## Problem statement
Answer these questions from the post about Tony Blackburn:
(a) In what year were the BBC interviews that Blackburn denies said to have taken place?
(b) Which newspaper claimed to have obtained the teenage girl's diary?
(c) Whose activities at the BBC was the enquiry looking into?

Thursday, February 25, 2016

Not Tony Blackburn!

The most surprising thing about the BBC's alleged sacking of Tony Blackburn was learning that he still worked for them.  I'd just assumed that he'd been pensioned off to some local radio station which played wall-to-wall golden oldies.  I'm still trying to figure out exactly why Blackburn was 'sacked', though.  It all seems to come down to the fact that he denies ever having been interviewed by BBC officials in 1971 over some allegations made by a teenage girl, (who subsequently committed suicide after the News of the World claimed that it had obtained her diary and was going to publish it and all the salacious details of her alleged affair with an unnamed DJ).  Despite there apparently being documentary evidence of these interviews, Blackburn is adamant they never happened, denying that this is a lapse of memory.  Consequently, BBC management have decided that that this proves that he failed to co-operate into the enquiry into the activities of Jimmy Savile and Stuart Hall when they were employed by the BBC, and that this, in turn, demonstrates that his conduct has failed to meet the standards contractually required of him.  Which seems a bit flimsy, I have to say.  Although he might not think that it is a memory lapse, it could well be - there have been several occasions when I've been convinced that some conversation or event that someone else remembers never happened.  Even when confronted with concrete evidence that these things had happened, I still had no recollection of them.

Text-to-region grounding data
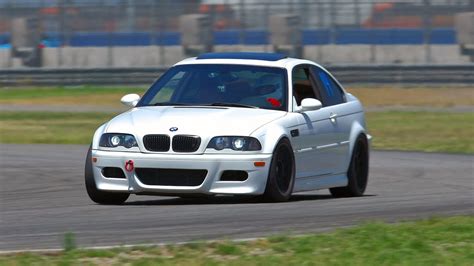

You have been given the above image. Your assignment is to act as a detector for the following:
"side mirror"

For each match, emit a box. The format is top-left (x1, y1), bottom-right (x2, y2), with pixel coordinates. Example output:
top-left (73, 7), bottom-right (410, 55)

top-left (120, 93), bottom-right (140, 107)
top-left (300, 98), bottom-right (323, 112)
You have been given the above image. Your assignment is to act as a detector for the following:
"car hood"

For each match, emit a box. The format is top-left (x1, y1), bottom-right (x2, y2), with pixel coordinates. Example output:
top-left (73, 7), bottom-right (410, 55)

top-left (106, 106), bottom-right (286, 138)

## Answer area
(a) 1971
(b) The News of the World
(c) Jimmy Savile and Stuart Hall